### Given task:
Give every line of the records below as a JSON list of strings, one string per line, with blank lines omitted. Leave the pictures out of the answer.

### The records:
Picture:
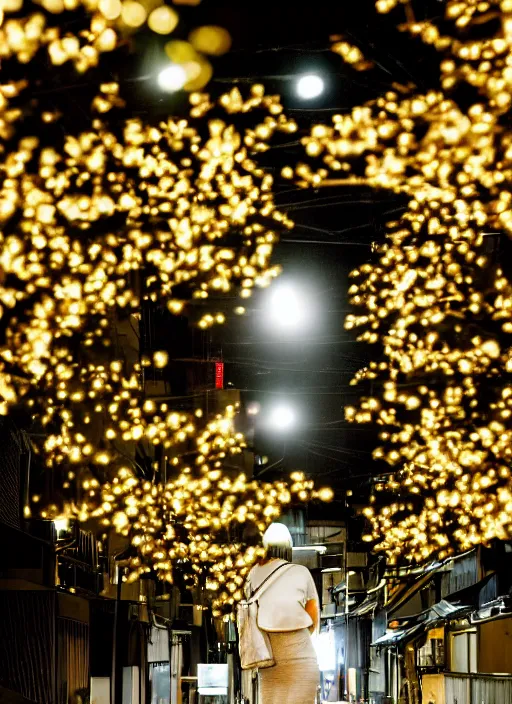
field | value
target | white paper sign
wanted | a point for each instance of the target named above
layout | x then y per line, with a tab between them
212	679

### Solution to this exercise:
[
  "Picture:",
  "field | value",
  "target | white paper sign",
  "wanted | a point for each instance of the target named above",
  "layout | x then y per line, with a tab between them",
  "212\t679"
]